- The request -
Locate the line that contains "Q: For every instance of the strawberry". Print it and every subsequent line through the final line of the records, exactly and only those.
[Task data start]
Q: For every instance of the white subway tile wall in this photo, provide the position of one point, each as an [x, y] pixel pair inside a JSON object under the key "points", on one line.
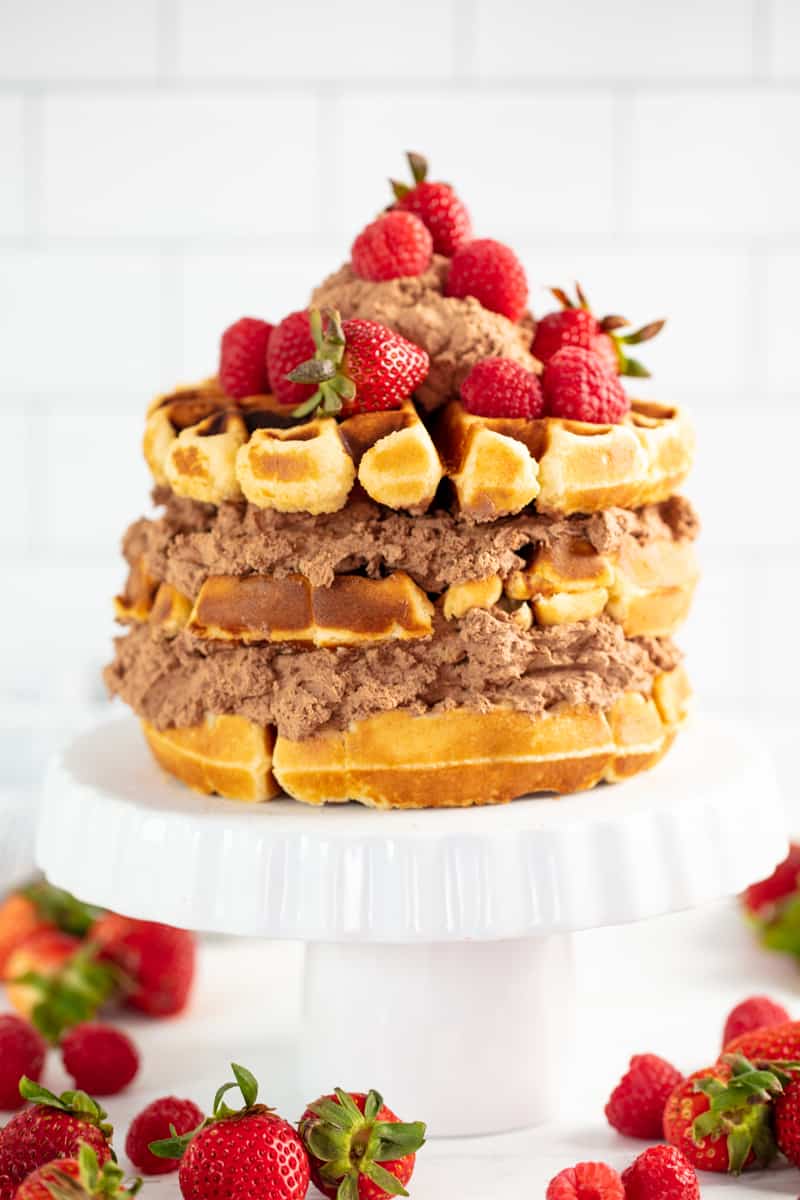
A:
{"points": [[169, 165]]}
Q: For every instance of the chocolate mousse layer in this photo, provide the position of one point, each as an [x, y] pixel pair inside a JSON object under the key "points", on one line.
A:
{"points": [[192, 540], [481, 661], [455, 333]]}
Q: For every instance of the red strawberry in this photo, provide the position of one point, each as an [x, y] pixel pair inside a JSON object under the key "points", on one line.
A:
{"points": [[755, 1013], [157, 960], [54, 1127], [491, 273], [437, 207], [720, 1117], [637, 1104], [777, 1043], [55, 982], [247, 1152], [661, 1173], [100, 1059], [289, 346], [242, 358], [587, 1181], [579, 387], [787, 1121], [761, 899], [577, 325], [358, 1147], [359, 367], [77, 1179], [22, 1053], [155, 1123], [392, 246], [501, 388]]}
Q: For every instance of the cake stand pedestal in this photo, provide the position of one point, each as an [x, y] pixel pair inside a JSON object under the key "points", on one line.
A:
{"points": [[438, 943]]}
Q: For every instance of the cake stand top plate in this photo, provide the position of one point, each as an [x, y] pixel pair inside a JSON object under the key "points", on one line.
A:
{"points": [[121, 834]]}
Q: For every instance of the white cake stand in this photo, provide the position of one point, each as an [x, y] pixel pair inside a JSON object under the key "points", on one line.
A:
{"points": [[438, 942]]}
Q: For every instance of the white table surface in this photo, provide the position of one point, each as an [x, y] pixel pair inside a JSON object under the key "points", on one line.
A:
{"points": [[661, 987]]}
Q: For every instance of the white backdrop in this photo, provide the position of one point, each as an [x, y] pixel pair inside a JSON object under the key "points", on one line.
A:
{"points": [[167, 166]]}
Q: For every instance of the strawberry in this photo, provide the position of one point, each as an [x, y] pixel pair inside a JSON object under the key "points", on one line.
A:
{"points": [[156, 1123], [577, 325], [437, 207], [762, 899], [661, 1173], [290, 345], [585, 1181], [787, 1121], [777, 1043], [157, 960], [636, 1105], [37, 907], [247, 1152], [720, 1116], [395, 245], [100, 1059], [359, 1150], [22, 1053], [54, 1127], [501, 388], [755, 1013], [55, 982], [359, 367], [242, 358], [492, 274], [77, 1179], [579, 387]]}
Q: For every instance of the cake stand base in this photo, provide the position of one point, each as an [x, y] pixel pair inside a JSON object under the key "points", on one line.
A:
{"points": [[471, 1035], [438, 949]]}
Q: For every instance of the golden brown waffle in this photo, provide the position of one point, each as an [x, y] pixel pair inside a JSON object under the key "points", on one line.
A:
{"points": [[441, 760], [208, 448]]}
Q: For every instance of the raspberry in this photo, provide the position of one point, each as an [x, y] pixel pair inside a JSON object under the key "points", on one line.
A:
{"points": [[242, 358], [154, 1125], [661, 1173], [501, 388], [22, 1053], [587, 1181], [755, 1013], [396, 245], [289, 346], [579, 387], [636, 1105], [101, 1060], [492, 274]]}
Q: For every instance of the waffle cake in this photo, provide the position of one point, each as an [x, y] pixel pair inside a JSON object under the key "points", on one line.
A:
{"points": [[415, 605]]}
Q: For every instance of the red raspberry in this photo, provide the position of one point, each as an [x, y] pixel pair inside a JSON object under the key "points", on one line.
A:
{"points": [[242, 358], [661, 1173], [154, 1125], [501, 388], [492, 273], [289, 346], [437, 205], [573, 327], [781, 883], [755, 1013], [22, 1053], [587, 1181], [397, 244], [579, 387], [101, 1060], [636, 1105]]}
[Task data end]
- The response -
Q: For every instance of the strawberry in this photo, provide the position of one point, each as an [x, y] pixel pair inside a JSON object under the key "points", on one line.
A:
{"points": [[156, 1123], [577, 325], [437, 207], [762, 899], [661, 1173], [290, 345], [585, 1181], [787, 1121], [777, 1043], [157, 960], [636, 1105], [37, 907], [247, 1152], [720, 1116], [395, 245], [100, 1059], [359, 1150], [22, 1053], [54, 1127], [501, 388], [755, 1013], [55, 982], [359, 367], [242, 358], [492, 274], [77, 1179], [579, 387]]}
Q: For every instance of the cake stand base in this photo, provide the position of one point, each as an [x, y] pixel pair inside a JSON object under the key "points", on one line.
A:
{"points": [[471, 1035], [438, 949]]}
Q: For every instance of the golden brown waffle in this photo, provide the position of one point, each as an [x, y] pixel pair inside a JSON object under the key "points", on one line.
A:
{"points": [[441, 760], [208, 448]]}
Q: For every instance of the raspberry in this photo, provide the position of one point, each as an [x, y] pixel pair inside a JSON object under the key "points", on one line.
A:
{"points": [[242, 358], [154, 1125], [661, 1173], [501, 388], [22, 1053], [587, 1181], [755, 1013], [396, 245], [289, 346], [579, 387], [636, 1105], [101, 1060], [492, 274]]}
Q: For every instance of the waffle cake in this photo, provide the position of one point, each as an [x, y] pixel pair inside a JSON object under the key "points", on one line.
A:
{"points": [[415, 605]]}
Q: For every instance of the red raspberry in this photo, provide the position of one point, each as an [x, y] pixel pair inside a JSON object under the key "points", on one line.
A:
{"points": [[242, 358], [661, 1173], [154, 1125], [501, 388], [492, 273], [289, 346], [437, 205], [573, 327], [781, 883], [755, 1013], [22, 1053], [587, 1181], [397, 244], [579, 387], [101, 1060], [636, 1105]]}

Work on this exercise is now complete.